Task goal
Can you reproduce all of the data below line for line, with every character unchanged?
● ● ● ●
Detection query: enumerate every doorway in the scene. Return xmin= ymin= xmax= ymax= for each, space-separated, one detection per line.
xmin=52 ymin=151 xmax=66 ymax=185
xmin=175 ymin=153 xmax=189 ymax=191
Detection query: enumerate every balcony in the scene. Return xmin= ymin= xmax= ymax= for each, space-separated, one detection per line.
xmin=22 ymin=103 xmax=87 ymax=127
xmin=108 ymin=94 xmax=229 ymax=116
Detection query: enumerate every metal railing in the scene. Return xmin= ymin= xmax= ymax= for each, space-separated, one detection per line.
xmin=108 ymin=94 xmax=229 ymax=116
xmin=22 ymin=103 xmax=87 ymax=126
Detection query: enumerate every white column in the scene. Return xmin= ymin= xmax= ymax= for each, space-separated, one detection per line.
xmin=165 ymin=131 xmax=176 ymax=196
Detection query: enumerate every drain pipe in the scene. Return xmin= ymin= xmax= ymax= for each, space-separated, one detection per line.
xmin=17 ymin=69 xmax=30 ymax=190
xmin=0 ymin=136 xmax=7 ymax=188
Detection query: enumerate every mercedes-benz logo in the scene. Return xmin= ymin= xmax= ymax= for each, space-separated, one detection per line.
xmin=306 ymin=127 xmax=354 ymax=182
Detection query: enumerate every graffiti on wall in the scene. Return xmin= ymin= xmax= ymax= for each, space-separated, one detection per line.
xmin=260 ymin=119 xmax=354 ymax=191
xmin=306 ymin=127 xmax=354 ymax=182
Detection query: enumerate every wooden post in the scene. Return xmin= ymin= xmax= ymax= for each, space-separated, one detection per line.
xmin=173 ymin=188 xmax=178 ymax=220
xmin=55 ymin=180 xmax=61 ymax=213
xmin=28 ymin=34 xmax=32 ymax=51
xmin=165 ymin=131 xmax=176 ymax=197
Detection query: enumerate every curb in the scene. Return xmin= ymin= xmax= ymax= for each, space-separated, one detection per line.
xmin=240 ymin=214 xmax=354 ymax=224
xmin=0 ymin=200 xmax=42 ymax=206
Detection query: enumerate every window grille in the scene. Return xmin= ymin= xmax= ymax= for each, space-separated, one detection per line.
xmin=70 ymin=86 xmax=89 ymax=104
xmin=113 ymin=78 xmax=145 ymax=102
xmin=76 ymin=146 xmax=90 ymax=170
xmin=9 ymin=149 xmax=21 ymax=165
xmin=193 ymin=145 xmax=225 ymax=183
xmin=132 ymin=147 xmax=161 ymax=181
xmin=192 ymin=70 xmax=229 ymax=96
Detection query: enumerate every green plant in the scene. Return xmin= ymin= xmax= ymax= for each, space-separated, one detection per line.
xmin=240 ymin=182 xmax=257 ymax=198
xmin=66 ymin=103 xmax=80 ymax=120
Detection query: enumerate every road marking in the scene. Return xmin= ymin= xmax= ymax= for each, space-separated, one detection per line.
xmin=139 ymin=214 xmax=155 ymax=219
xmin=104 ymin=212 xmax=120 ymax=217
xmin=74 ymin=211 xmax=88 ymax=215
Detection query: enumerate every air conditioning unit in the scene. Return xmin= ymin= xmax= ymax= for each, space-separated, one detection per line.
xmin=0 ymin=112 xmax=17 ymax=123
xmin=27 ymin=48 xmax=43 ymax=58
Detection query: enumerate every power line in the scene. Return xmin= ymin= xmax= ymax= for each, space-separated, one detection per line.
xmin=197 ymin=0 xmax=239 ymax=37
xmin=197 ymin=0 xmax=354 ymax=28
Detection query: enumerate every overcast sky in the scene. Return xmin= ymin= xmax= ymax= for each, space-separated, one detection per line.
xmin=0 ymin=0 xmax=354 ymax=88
● ● ● ●
Solution below
Detection query: enumerate every doorway in the scene. Return xmin= ymin= xmax= ymax= for each, space-separated, one detection per line.
xmin=52 ymin=151 xmax=66 ymax=185
xmin=175 ymin=153 xmax=189 ymax=191
Detection query: enumerate every balcony in the scene. Return xmin= ymin= xmax= ymax= for each, space-separated, one detection per line.
xmin=22 ymin=103 xmax=87 ymax=127
xmin=108 ymin=94 xmax=229 ymax=116
Detection query: enumerate every metal railing in the scene. Return xmin= ymin= xmax= ymax= for each, space-separated, one detection per line.
xmin=108 ymin=94 xmax=229 ymax=116
xmin=22 ymin=103 xmax=87 ymax=126
Detection query: enumerate every white column in the scene. Return xmin= ymin= xmax= ymax= for each, space-separated, one detection per line.
xmin=165 ymin=131 xmax=176 ymax=196
Detection query: enumerate every drain pipe in the scene. Return xmin= ymin= xmax= ymax= for each, space-separated, one detection per line.
xmin=17 ymin=69 xmax=30 ymax=190
xmin=0 ymin=136 xmax=7 ymax=188
Detection query: enumerate every mercedes-benz logo in the scene. Return xmin= ymin= xmax= ymax= for each, space-separated, one detection per line.
xmin=306 ymin=127 xmax=354 ymax=182
Detection query: enumerate every graffiti on wall in the scene. Return xmin= ymin= xmax= ymax= for each, space-separated, one detection per line.
xmin=260 ymin=119 xmax=354 ymax=191
xmin=306 ymin=127 xmax=354 ymax=182
Detection query: enumerate every wooden post in the scene. Return xmin= ymin= xmax= ymax= for each, space-separated, one detection per line.
xmin=173 ymin=188 xmax=178 ymax=220
xmin=55 ymin=180 xmax=61 ymax=213
xmin=28 ymin=34 xmax=32 ymax=51
xmin=165 ymin=131 xmax=176 ymax=197
Detection query: enumerate every curb in the scene. Return xmin= ymin= xmax= ymax= for each, space-separated, one detection per line.
xmin=240 ymin=214 xmax=354 ymax=224
xmin=0 ymin=200 xmax=42 ymax=206
Detection query: enumerate every window grille in the scene. Return xmin= ymin= xmax= ymax= for each, space-separated, one detection per line.
xmin=70 ymin=86 xmax=89 ymax=104
xmin=113 ymin=78 xmax=145 ymax=102
xmin=76 ymin=146 xmax=90 ymax=170
xmin=9 ymin=149 xmax=21 ymax=165
xmin=193 ymin=145 xmax=225 ymax=183
xmin=132 ymin=147 xmax=161 ymax=181
xmin=192 ymin=70 xmax=229 ymax=96
Detection query: enumerate every green plant in the scene. Return xmin= ymin= xmax= ymax= for each, space-separated, one detection per line.
xmin=240 ymin=182 xmax=257 ymax=198
xmin=66 ymin=103 xmax=80 ymax=120
Detection query: enumerate every road marking in the scene. Return xmin= ymin= xmax= ymax= for each, space-separated, one detection per line.
xmin=139 ymin=214 xmax=155 ymax=219
xmin=104 ymin=212 xmax=120 ymax=217
xmin=74 ymin=211 xmax=88 ymax=215
Detection query: enumerate every air conditioning unit in the scene. Return xmin= ymin= xmax= ymax= for each, space-separated, one detection per line.
xmin=0 ymin=112 xmax=17 ymax=123
xmin=27 ymin=48 xmax=43 ymax=58
Detection query: enumerate every power line in the scene. Return xmin= ymin= xmax= ymax= for each, space-separated, one detection per line.
xmin=197 ymin=0 xmax=239 ymax=37
xmin=197 ymin=0 xmax=354 ymax=28
Detection query: enumerate every overcast sky in the scene. Return xmin= ymin= xmax= ymax= for each, space-separated, one detection per line.
xmin=0 ymin=0 xmax=354 ymax=88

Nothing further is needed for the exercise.